PAGE EXTRACT:
......
Defense Mode: Articles On Withdrawal, Trauma, Meltdowns, Anger & Defensiveness

Defense Mode is one of the 4 core pillars of the AE Model. This is a state in which someone with Asperger’s is scared, frustrated, or angry, as well as shut down and & withdrawn. In Defense Mode, everything is harder because you are constantly trying to protect against an imminent, perceived, but extremely vague threat. The perceived threat creates the same anxiety as a true life threatening situation.  Fortunately, the vast majority are not actual threats, but merely signals that the brain perceives as threats.

In scientific terms, what is going on is a complex biological, neurological & psychological rat’s nest of “problems” that all compound on each other (but have roots in low vagal tone). Simply put, there is simply too much to process at once. Most of it is internal and unseen.
......
RECORDS SHOWN:
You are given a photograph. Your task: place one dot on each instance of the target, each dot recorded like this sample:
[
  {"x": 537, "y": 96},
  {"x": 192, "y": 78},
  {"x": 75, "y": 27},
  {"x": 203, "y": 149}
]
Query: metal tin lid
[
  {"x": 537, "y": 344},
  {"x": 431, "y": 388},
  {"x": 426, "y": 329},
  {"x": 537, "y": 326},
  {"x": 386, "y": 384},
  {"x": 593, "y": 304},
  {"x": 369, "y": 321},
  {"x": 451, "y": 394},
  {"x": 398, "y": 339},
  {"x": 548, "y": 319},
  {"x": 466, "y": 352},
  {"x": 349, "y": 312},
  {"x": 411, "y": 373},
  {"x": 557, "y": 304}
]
......
YOUR ASSIGNMENT: Turn the paragraph of the Defense Mode text that begins "Defense Mode is one of the 4 core pillars" into a short bulleted list that keeps its main facts.

ANSWER TO THIS EXERCISE:
- Defense Mode is one of the 4 core pillars of the AE Model.
- It is a state in which someone with Asperger's is scared, frustrated, or angry, and also shut down and withdrawn.
- Everything is harder in this state, because the person is constantly trying to protect against an imminent, perceived, but extremely vague threat.
- The perceived threat creates the same anxiety as a truly life-threatening situation.
- Most of these threats are not actual threats, only signals that the brain perceives as threats.